### Requirements
Please render every line of the data below as a numbered list, leaving out blank lines.

○ ○ ○ ○ ○ ○ ○

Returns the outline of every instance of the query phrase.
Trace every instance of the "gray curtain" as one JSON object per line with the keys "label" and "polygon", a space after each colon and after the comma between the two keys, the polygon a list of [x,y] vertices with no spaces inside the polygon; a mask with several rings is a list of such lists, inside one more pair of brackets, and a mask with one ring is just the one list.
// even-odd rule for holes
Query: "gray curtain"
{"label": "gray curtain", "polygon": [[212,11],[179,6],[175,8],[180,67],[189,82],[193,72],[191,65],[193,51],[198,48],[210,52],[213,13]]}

○ ○ ○ ○ ○ ○ ○

### Solved problem
1. Returns the outline of every instance of the query phrase.
2. Trace every instance of the "gray curtain" as one JSON object per line with the keys "label" and "polygon", a space after each colon and after the comma between the two keys, the polygon a list of [x,y] vertices with no spaces inside the polygon; a mask with several rings is a list of such lists, inside one more pair of brackets, and a mask with one ring is just the one list.
3. // even-odd rule for holes
4. Query: "gray curtain"
5. {"label": "gray curtain", "polygon": [[212,11],[179,6],[175,8],[180,67],[189,82],[193,72],[191,65],[193,51],[198,48],[210,52],[213,13]]}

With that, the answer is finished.